• GOAL A: Pull out the full article on physicist Steve Edwards and reproduce it word for word, from start to finish.
··· ARTICLE
- Born: June 16, 1930 Quincy, Florida
- Died: 27 May 2016 (aged 85) Tallahassee, Florida
- Education: BSc Florida State University 1952 MSc Florida State University 1954 PhD Johns Hopkins University 1960
- Alma mater: Florida State University
- Occupation: Professor Emeritus
- Spouse: Helen (Carothers) Edwards

= Steve Edwards (physicist) =

American physicist

Steve Edwards was an American nuclear physicist and professor emeritus at Florida State University (FSU) in Tallahassee, Florida.

==Education==

Edwards earned B.S. and M.Sc. degrees in physics from Florida State University in 1952 and 1954, respectively. In 1960, he completed his Ph.D. from Johns Hopkins University with the thesis "EXCHANGE EFFECTS IN DIRECT REACTIONS".

==Career==

Edwards returned to FSU in 1960 as an assistant professor of physics, rising to professor in 1969. He remained part of the faculty in the department of physics for more than 40 years. His research focused on theoretical nuclear physics and he helped establish the newly formed FSU nuclear physics group as one of the top programs in the nation. He wrote the physics textbook "Physics: A Discovery Approach." He served as department chair from 1973 to 1979.
······
··· MATERIAL
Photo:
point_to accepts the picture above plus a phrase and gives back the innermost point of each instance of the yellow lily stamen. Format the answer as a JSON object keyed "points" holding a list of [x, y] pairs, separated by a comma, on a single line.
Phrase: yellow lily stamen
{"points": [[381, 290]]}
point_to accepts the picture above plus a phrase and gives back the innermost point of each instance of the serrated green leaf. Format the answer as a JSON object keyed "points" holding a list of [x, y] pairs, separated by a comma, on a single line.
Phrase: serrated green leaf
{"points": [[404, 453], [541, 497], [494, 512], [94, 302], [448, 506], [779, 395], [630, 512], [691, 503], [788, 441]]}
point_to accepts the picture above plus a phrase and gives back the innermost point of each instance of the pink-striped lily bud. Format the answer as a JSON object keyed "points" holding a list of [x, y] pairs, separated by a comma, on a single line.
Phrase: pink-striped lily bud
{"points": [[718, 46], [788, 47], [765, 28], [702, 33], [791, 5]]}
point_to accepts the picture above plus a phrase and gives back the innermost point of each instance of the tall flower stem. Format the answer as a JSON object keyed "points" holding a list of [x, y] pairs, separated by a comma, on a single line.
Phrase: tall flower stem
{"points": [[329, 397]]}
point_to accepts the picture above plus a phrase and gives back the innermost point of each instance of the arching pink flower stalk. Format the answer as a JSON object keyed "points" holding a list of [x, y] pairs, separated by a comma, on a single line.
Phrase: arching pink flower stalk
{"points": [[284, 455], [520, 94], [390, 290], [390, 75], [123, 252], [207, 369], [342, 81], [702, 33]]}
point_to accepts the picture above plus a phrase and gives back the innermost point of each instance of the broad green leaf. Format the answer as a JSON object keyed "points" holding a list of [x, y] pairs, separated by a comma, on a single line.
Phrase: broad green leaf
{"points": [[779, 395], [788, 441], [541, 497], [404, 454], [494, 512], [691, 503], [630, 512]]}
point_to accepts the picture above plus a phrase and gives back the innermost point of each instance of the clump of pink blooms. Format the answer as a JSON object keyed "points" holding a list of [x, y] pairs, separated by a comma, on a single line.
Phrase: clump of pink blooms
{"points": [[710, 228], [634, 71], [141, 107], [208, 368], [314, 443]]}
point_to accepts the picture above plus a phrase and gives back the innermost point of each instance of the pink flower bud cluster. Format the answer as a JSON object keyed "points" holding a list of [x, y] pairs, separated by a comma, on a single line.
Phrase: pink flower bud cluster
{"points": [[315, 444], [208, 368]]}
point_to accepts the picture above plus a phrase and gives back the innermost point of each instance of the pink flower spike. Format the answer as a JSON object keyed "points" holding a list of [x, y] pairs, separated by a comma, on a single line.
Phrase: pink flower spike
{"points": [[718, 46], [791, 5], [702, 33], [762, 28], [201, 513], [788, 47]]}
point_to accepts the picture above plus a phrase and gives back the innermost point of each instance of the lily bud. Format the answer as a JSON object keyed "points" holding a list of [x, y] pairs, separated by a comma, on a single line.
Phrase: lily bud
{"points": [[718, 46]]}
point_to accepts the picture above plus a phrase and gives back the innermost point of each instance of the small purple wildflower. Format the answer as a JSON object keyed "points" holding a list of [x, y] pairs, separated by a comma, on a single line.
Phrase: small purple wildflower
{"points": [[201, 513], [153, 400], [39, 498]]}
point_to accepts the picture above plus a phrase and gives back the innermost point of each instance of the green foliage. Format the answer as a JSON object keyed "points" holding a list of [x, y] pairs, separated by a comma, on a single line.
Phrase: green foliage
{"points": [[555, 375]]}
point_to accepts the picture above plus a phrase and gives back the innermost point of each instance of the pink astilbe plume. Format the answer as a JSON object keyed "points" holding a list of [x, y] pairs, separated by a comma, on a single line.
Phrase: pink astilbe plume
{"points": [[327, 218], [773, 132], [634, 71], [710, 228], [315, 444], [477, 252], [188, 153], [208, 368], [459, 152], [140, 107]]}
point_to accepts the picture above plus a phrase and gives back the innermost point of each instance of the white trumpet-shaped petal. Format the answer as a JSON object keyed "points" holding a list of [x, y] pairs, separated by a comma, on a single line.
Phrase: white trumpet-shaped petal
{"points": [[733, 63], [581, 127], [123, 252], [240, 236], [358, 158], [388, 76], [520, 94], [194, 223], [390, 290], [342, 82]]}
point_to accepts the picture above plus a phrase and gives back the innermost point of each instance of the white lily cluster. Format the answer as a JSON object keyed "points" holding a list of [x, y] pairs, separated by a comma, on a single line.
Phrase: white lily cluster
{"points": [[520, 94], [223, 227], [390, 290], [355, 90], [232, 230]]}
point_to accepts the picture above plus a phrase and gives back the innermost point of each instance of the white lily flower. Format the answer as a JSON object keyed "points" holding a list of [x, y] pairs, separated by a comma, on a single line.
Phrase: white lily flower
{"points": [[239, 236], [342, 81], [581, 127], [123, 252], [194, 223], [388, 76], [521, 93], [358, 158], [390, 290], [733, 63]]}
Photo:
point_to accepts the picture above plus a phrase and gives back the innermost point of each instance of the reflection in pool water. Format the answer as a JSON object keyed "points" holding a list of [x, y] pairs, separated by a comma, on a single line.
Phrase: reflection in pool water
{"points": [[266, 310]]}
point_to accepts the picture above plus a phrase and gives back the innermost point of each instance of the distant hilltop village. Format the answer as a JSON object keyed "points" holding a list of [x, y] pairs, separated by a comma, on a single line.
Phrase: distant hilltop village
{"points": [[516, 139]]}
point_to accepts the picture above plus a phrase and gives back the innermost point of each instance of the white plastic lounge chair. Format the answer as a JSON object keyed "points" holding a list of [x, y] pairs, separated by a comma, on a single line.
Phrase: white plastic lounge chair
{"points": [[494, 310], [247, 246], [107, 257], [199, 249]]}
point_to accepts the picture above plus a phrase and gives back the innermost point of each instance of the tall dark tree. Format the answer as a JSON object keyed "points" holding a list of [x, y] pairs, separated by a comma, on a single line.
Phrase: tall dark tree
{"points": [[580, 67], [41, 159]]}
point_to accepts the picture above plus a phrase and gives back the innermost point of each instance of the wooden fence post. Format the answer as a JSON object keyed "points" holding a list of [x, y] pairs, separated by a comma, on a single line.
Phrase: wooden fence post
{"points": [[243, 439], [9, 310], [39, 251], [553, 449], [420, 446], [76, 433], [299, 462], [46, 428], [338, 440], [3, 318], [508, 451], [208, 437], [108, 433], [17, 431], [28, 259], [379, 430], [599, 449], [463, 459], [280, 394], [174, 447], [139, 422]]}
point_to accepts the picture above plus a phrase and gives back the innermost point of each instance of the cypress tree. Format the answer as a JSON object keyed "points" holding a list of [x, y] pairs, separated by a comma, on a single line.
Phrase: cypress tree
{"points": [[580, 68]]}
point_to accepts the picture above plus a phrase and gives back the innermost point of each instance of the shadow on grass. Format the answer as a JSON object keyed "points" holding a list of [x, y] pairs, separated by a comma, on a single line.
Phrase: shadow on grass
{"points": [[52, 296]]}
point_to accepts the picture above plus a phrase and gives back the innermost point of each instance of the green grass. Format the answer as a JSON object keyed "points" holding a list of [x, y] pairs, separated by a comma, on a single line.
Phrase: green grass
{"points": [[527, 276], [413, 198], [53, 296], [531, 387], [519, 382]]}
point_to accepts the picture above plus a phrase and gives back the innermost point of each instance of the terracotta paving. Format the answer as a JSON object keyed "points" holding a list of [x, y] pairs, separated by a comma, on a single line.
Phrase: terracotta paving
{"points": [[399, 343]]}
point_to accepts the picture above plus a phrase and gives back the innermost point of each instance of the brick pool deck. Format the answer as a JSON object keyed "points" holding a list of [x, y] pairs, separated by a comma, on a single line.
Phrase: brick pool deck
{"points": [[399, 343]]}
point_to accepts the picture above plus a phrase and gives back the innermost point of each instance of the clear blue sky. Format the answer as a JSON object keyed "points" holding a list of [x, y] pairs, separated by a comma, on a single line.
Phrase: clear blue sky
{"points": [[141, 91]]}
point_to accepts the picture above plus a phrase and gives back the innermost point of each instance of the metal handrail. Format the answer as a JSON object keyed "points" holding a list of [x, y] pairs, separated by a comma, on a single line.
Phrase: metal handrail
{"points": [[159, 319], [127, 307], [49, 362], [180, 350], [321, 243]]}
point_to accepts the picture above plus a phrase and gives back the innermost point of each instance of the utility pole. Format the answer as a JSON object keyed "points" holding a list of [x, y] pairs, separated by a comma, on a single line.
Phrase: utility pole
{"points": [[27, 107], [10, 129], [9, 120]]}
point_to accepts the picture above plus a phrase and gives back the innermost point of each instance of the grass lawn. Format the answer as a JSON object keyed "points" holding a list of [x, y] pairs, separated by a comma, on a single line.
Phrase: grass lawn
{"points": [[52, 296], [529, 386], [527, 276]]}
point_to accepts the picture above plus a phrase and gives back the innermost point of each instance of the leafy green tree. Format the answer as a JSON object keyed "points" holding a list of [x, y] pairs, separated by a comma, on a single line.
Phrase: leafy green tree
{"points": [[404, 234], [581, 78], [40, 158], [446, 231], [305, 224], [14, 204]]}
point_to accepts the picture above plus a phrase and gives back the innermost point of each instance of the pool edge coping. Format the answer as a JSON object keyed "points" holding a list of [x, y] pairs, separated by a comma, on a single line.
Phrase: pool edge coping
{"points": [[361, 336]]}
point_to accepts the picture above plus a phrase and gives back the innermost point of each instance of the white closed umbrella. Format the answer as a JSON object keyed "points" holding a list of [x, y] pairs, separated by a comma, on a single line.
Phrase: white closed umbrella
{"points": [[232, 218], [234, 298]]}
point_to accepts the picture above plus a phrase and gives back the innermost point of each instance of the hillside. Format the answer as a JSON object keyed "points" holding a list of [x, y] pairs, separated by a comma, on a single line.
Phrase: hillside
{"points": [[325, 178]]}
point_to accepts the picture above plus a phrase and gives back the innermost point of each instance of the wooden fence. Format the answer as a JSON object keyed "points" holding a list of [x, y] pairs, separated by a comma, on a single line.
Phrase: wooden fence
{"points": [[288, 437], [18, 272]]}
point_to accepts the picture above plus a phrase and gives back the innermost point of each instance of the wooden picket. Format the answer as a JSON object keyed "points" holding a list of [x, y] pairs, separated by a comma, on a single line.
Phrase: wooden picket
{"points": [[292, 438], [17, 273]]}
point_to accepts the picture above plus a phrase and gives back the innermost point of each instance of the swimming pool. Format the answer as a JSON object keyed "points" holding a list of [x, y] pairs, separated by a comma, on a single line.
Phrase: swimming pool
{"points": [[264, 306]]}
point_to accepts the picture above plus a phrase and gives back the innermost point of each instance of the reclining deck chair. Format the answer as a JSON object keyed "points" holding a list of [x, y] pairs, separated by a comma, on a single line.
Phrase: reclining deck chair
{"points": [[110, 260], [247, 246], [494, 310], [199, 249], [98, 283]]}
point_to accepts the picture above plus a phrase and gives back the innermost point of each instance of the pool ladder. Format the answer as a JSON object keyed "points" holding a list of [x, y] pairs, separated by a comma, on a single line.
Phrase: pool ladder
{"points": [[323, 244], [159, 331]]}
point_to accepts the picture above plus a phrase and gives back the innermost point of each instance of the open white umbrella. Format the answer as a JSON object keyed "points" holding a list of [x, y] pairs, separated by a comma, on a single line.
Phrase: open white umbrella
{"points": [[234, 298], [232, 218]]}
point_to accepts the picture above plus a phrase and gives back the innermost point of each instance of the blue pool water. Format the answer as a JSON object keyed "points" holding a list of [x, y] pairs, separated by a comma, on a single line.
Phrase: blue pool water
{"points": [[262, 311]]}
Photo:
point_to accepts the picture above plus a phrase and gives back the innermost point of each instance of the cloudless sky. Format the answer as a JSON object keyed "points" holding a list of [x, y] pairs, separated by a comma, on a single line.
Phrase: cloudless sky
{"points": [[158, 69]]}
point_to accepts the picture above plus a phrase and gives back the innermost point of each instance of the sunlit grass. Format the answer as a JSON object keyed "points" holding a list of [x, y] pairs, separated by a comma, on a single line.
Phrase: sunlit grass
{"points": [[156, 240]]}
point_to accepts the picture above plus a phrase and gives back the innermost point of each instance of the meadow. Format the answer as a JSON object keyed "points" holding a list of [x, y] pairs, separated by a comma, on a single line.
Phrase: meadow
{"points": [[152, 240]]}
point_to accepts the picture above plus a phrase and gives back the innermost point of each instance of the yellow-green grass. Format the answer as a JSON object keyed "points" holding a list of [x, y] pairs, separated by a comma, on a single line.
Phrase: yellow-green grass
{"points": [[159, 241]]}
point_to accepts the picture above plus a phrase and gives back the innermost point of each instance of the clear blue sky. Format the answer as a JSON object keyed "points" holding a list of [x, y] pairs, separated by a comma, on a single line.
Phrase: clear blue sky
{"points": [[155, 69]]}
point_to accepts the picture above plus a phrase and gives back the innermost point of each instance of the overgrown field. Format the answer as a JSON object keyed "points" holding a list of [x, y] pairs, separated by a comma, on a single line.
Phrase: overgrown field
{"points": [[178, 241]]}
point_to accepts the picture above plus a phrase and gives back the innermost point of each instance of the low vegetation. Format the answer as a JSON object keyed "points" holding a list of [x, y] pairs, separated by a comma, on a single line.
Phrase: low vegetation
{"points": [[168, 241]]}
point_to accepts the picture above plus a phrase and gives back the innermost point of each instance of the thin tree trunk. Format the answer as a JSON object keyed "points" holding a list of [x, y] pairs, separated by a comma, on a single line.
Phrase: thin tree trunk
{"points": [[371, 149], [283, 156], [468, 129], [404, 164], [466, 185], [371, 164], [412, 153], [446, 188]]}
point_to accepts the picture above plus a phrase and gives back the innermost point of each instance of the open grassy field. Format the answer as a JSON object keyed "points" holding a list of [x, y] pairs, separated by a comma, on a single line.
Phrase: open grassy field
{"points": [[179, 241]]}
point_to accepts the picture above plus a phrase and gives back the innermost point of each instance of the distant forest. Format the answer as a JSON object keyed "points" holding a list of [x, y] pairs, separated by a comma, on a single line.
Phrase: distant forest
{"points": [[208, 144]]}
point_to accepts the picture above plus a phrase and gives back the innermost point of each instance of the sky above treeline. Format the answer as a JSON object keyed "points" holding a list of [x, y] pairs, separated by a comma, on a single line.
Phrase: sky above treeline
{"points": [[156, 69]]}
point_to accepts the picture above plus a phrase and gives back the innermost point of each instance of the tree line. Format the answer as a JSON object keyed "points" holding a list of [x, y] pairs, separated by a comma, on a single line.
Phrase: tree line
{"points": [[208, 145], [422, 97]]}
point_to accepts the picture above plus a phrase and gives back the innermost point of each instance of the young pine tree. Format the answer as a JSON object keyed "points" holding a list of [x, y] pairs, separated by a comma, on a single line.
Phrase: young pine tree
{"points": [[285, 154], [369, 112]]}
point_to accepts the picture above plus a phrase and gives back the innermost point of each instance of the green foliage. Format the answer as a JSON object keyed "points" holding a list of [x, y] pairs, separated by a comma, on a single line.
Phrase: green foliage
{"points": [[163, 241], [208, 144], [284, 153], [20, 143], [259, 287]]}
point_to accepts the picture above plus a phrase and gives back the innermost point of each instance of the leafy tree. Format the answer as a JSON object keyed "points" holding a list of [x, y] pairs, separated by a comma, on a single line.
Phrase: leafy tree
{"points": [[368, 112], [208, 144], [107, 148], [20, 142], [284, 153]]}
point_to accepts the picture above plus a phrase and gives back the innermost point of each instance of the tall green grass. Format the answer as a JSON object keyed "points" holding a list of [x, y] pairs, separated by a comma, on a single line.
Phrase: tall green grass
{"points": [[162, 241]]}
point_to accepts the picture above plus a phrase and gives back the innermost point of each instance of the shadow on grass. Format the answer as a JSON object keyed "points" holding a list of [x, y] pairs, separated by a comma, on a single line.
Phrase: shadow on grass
······
• GOAL B: Copy everything in the records from their very first line down to the line containing "Phrase: yellow lily stamen", including both of those lines. Reproduce that span verbatim and nothing more.

• EXPECTED OUTPUT A:
- Born: June 16, 1930 Quincy, Florida
- Died: 27 May 2016 (aged 85) Tallahassee, Florida
- Education: BSc Florida State University 1952 MSc Florida State University 1954 PhD Johns Hopkins University 1960
- Alma mater: Florida State University
- Occupation: Professor Emeritus
- Spouse: Helen (Carothers) Edwards

= Steve Edwards (physicist) =

American physicist

Steve Edwards was an American nuclear physicist and professor emeritus at Florida State University (FSU) in Tallahassee, Florida.

==Education==

Edwards earned B.S. and M.Sc. degrees in physics from Florida State University in 1952 and 1954, respectively. In 1960, he completed his Ph.D. from Johns Hopkins University with the thesis "EXCHANGE EFFECTS IN DIRECT REACTIONS".

==Career==

Edwards returned to FSU in 1960 as an assistant professor of physics, rising to professor in 1969. He remained part of the faculty in the department of physics for more than 40 years. His research focused on theoretical nuclear physics and he helped establish the newly formed FSU nuclear physics group as one of the top programs in the nation. He wrote the physics textbook "Physics: A Discovery Approach." He served as department chair from 1973 to 1979.

• EXPECTED OUTPUT B:
Photo:
point_to accepts the picture above plus a phrase and gives back the innermost point of each instance of the yellow lily stamen. Format the answer as a JSON object keyed "points" holding a list of [x, y] pairs, separated by a comma, on a single line.
Phrase: yellow lily stamen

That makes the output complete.